— Material provided —

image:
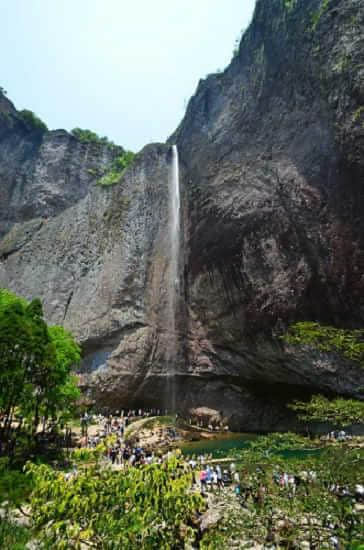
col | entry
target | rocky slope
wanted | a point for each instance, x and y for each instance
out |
(272, 168)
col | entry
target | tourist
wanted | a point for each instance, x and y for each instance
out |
(203, 477)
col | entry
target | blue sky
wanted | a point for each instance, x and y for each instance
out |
(124, 69)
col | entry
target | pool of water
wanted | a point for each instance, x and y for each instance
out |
(218, 447)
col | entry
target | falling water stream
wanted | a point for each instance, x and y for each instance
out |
(173, 284)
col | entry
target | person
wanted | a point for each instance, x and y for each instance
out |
(220, 482)
(203, 476)
(226, 478)
(214, 478)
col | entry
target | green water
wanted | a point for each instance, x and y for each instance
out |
(221, 447)
(218, 447)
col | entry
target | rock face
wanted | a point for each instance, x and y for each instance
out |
(272, 166)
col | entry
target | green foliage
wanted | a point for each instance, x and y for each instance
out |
(339, 412)
(290, 4)
(33, 120)
(88, 136)
(273, 516)
(118, 167)
(236, 45)
(147, 508)
(13, 537)
(35, 367)
(348, 343)
(15, 486)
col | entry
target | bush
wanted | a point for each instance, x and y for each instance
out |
(118, 167)
(146, 508)
(88, 136)
(32, 120)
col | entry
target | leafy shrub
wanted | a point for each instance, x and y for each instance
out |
(118, 167)
(146, 508)
(88, 136)
(33, 120)
(12, 536)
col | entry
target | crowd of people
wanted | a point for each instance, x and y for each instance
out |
(208, 474)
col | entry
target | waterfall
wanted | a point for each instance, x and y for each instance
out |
(173, 282)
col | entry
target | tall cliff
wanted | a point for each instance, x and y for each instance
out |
(272, 166)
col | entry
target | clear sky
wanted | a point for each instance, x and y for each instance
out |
(123, 68)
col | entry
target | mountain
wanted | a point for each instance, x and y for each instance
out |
(271, 173)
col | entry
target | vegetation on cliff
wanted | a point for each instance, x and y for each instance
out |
(32, 120)
(348, 343)
(88, 136)
(118, 167)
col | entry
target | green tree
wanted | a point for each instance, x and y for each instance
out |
(339, 412)
(35, 366)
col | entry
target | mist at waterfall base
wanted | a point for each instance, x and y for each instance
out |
(173, 284)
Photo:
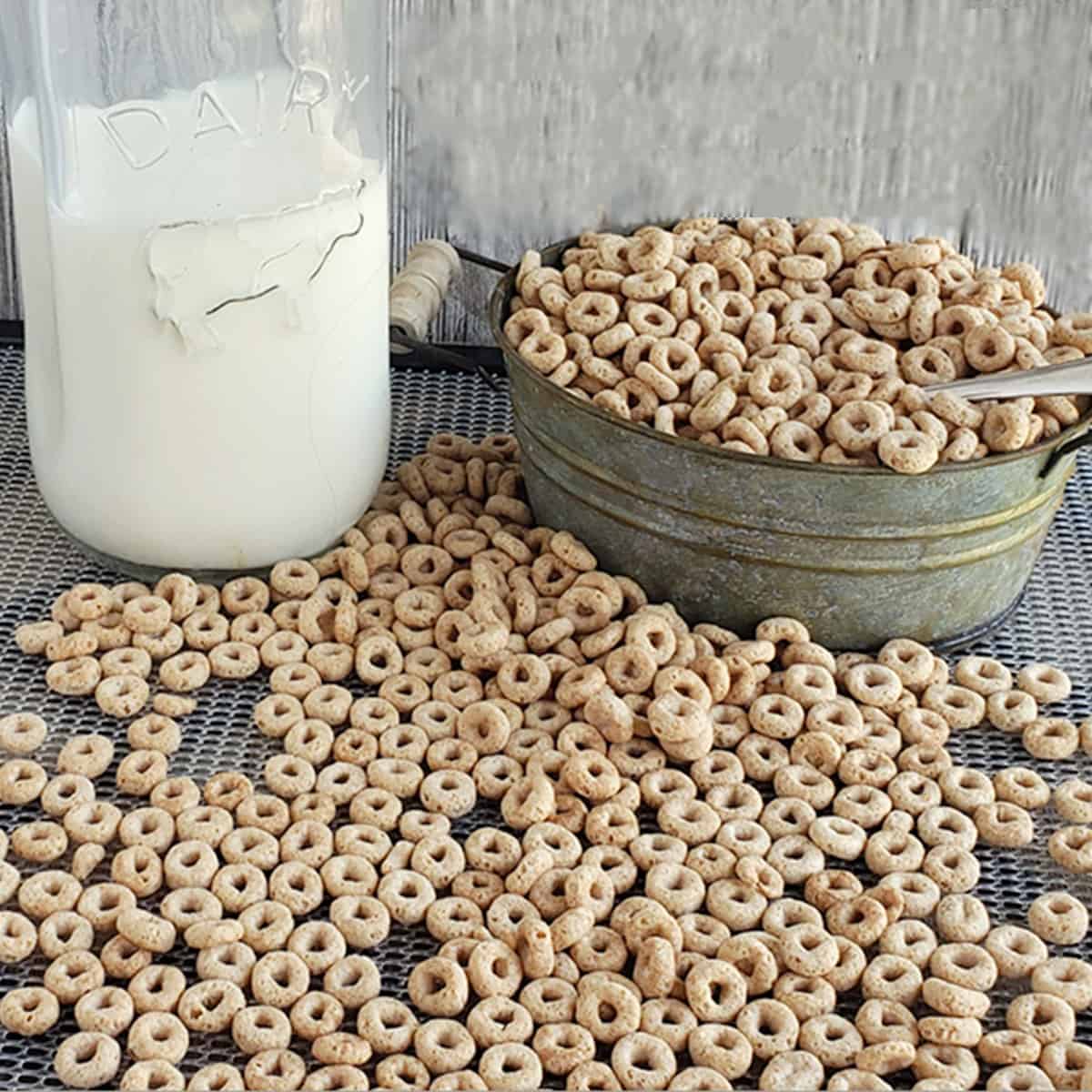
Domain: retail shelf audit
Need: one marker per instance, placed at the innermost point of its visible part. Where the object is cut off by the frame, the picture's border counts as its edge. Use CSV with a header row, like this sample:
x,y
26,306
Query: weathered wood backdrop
x,y
518,121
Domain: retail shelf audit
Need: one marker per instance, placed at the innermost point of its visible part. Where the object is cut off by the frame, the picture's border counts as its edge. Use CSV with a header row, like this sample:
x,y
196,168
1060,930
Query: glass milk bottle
x,y
200,197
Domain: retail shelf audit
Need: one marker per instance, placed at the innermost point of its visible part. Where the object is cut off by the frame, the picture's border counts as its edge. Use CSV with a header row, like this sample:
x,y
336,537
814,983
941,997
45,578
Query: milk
x,y
206,390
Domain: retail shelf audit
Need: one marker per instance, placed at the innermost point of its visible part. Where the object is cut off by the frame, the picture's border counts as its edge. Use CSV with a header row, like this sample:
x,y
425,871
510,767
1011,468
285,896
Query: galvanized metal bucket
x,y
861,555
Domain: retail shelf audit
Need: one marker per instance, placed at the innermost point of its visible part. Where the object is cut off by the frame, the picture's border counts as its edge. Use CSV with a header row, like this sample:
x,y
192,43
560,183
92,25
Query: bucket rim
x,y
505,289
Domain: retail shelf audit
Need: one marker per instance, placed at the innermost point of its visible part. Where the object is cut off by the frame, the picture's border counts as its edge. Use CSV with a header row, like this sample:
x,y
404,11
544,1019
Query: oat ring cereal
x,y
699,841
87,1059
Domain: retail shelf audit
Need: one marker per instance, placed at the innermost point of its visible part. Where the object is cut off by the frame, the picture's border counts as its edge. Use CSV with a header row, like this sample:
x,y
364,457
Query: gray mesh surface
x,y
1054,622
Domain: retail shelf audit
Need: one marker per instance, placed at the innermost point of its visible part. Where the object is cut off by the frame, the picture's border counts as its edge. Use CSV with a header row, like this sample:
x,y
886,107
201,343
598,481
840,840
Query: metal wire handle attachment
x,y
418,293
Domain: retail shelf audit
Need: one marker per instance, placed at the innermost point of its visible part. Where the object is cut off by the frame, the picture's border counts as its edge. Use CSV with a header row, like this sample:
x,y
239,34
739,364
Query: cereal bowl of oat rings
x,y
749,419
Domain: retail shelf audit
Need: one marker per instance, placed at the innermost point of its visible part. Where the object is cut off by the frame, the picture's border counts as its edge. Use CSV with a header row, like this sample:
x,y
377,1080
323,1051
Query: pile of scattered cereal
x,y
814,342
703,841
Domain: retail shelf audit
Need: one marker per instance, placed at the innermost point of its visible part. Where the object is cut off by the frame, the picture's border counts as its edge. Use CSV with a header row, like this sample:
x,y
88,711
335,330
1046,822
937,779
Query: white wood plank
x,y
514,124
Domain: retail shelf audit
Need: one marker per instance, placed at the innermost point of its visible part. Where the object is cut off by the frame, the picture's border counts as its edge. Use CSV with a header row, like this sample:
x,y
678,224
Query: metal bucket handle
x,y
410,323
1075,443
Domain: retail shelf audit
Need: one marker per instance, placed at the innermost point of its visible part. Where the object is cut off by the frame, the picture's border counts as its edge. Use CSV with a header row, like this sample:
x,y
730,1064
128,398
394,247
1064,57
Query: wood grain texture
x,y
514,124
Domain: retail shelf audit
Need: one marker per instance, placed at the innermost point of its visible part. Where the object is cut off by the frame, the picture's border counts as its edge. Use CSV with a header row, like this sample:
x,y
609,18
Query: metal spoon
x,y
1071,378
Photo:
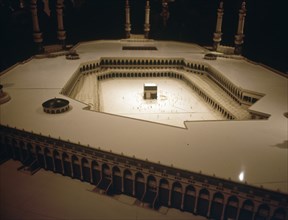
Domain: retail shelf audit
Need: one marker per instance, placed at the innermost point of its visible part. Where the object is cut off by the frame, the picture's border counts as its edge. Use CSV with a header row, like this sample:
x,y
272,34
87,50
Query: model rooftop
x,y
224,148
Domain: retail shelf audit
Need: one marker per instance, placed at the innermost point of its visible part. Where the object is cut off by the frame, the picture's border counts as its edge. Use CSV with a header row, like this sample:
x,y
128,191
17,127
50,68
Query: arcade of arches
x,y
152,184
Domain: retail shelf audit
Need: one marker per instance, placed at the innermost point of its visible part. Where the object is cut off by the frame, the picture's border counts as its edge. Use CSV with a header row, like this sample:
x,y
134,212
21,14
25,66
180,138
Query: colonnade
x,y
147,186
128,20
106,68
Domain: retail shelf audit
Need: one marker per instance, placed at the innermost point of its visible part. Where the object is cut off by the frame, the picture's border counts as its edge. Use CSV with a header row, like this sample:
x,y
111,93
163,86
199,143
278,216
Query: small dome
x,y
56,105
210,56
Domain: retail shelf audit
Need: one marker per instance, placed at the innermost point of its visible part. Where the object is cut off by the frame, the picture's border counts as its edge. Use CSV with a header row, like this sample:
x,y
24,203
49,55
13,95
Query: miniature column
x,y
147,20
240,31
61,34
128,23
218,32
37,35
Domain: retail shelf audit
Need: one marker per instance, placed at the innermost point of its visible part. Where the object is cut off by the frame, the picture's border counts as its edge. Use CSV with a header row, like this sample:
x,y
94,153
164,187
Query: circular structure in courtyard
x,y
55,106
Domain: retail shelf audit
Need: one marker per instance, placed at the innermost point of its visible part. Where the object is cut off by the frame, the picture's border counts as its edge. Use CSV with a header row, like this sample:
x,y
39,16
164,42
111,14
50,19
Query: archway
x,y
96,174
246,212
85,170
262,212
217,206
48,159
128,183
189,199
117,180
57,162
231,207
76,167
106,178
139,185
151,190
203,202
66,165
176,195
163,194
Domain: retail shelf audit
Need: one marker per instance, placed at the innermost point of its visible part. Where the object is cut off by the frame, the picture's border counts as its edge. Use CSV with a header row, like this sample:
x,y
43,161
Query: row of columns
x,y
206,201
37,34
128,20
239,37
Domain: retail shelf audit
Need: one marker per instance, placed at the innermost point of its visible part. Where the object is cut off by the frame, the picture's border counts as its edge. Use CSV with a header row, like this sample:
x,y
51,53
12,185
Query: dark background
x,y
265,39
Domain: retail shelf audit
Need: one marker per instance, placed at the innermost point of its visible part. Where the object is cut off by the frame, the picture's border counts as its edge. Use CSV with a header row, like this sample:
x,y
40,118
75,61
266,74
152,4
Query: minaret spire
x,y
218,32
61,33
240,31
147,20
128,23
37,35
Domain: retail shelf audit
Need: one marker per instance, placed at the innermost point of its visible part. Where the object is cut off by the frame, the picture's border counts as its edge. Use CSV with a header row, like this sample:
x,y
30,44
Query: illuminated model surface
x,y
213,143
196,168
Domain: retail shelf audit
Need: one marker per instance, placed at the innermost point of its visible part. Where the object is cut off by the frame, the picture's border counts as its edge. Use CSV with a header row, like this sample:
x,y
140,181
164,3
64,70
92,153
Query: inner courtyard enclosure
x,y
175,104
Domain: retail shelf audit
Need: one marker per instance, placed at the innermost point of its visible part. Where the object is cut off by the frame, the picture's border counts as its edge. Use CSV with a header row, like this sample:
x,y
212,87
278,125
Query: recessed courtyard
x,y
176,102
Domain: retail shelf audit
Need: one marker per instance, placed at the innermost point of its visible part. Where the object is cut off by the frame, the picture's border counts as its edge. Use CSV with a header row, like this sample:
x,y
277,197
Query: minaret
x,y
61,34
218,32
240,31
37,35
165,12
128,23
147,20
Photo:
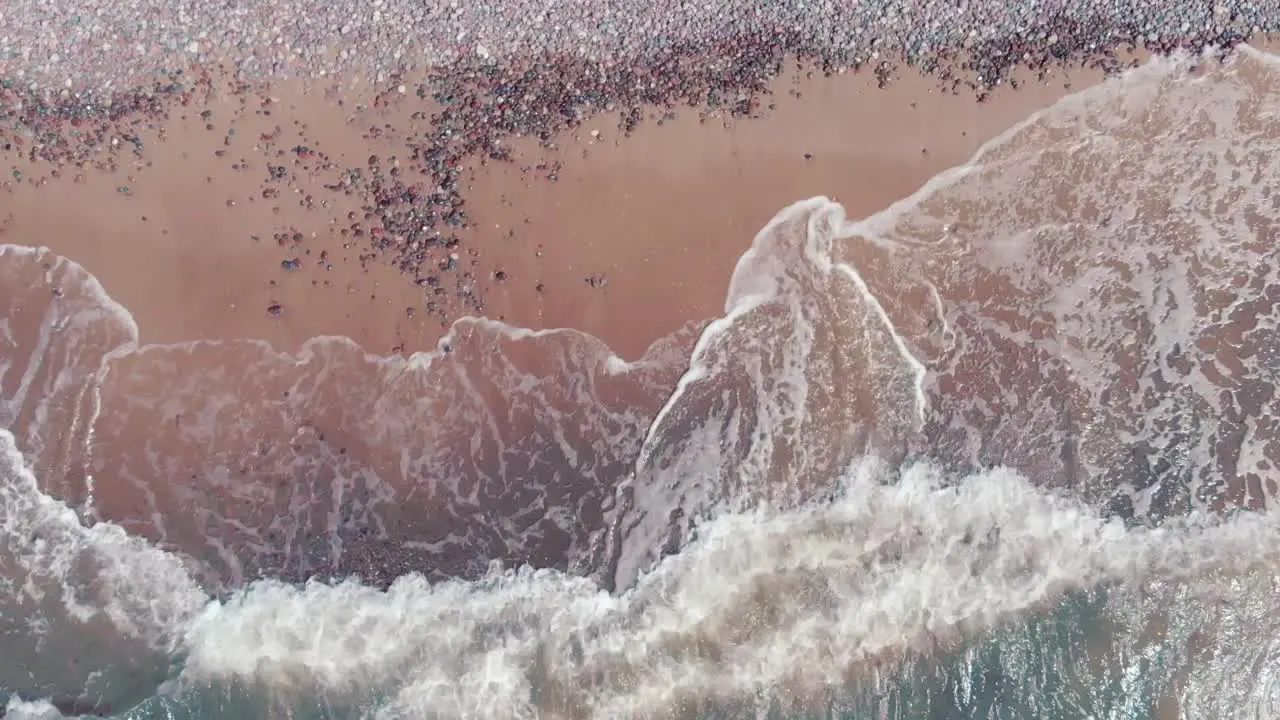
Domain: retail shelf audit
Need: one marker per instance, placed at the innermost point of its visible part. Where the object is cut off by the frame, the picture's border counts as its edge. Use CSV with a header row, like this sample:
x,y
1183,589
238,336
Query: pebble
x,y
497,71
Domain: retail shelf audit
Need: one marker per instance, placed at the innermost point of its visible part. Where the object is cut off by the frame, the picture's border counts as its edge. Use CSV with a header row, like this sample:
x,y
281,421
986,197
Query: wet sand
x,y
635,236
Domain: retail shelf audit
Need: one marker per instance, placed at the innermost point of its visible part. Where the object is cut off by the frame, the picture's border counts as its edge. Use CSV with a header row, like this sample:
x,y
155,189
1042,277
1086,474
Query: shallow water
x,y
1004,450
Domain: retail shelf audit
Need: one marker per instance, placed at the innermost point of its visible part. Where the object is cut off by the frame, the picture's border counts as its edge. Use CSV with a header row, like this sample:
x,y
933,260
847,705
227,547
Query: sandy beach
x,y
635,236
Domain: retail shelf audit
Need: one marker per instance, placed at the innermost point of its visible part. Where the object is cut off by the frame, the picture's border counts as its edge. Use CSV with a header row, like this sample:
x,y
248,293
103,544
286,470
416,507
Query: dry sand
x,y
636,237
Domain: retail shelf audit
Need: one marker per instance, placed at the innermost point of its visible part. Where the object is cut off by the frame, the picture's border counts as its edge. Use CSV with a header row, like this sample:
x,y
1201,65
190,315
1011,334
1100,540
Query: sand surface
x,y
635,236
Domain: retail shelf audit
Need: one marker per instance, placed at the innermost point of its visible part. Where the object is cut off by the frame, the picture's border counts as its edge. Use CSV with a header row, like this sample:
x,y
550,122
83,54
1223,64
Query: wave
x,y
1002,449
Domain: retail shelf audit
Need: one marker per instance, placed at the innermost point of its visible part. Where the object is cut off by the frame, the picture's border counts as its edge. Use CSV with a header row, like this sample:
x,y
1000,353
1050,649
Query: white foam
x,y
758,602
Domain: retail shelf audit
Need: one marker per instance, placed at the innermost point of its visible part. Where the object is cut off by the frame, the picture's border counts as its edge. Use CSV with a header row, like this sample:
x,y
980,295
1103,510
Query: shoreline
x,y
341,203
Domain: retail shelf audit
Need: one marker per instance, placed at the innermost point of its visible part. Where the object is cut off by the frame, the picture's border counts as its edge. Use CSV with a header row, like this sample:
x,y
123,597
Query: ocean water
x,y
1004,450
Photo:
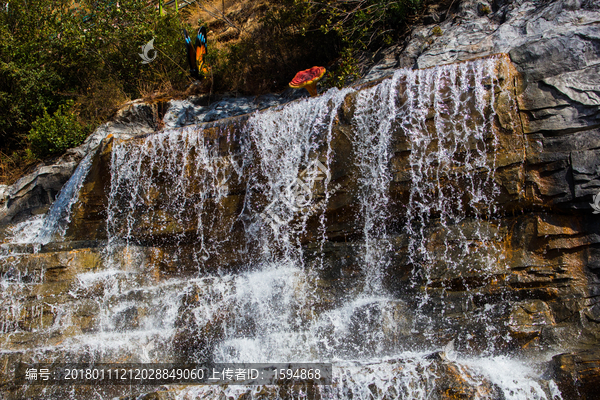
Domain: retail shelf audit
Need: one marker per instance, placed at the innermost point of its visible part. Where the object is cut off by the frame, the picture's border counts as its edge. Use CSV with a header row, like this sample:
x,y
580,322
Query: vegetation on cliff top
x,y
66,65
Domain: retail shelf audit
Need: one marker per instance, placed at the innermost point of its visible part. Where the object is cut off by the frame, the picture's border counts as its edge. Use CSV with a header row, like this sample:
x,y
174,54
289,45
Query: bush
x,y
54,134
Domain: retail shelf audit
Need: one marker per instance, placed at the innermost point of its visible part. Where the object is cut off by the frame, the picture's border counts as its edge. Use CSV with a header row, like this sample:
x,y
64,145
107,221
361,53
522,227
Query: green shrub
x,y
54,134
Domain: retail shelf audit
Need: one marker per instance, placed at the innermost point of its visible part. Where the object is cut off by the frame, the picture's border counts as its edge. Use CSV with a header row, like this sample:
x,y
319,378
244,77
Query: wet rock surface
x,y
538,297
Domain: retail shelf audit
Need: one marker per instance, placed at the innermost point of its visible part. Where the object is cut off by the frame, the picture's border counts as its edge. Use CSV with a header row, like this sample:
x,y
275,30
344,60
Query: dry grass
x,y
13,167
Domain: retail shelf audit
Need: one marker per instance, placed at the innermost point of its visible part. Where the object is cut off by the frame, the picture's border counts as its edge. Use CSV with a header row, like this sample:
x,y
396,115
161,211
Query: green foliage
x,y
346,70
53,134
267,60
53,51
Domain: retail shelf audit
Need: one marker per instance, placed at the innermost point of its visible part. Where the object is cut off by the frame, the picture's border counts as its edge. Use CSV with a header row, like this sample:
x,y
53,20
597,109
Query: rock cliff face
x,y
449,203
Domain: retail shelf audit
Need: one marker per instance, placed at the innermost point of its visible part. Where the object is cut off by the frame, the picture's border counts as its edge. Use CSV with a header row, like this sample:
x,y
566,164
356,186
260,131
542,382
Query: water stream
x,y
275,306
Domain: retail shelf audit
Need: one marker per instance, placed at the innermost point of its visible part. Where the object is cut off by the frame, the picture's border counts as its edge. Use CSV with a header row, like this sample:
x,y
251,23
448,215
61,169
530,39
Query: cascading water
x,y
208,257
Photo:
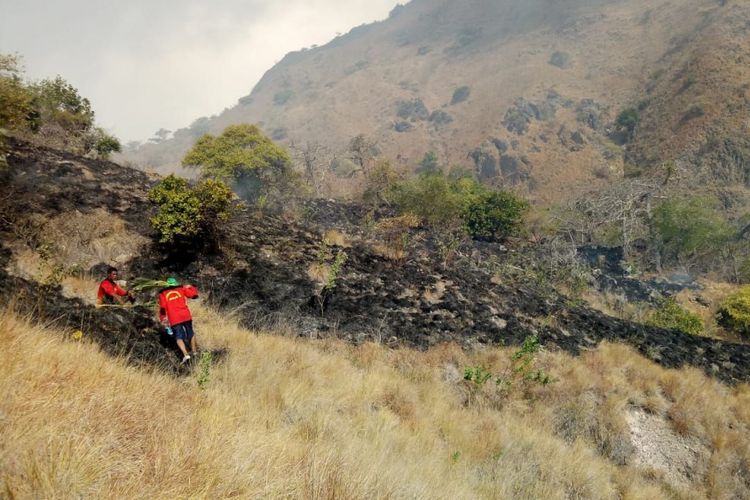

— Objective —
Pick out every line of the material above that contains the word "model", matching case exactly.

— Complete response —
Query: model rooftop
Query: illuminated model surface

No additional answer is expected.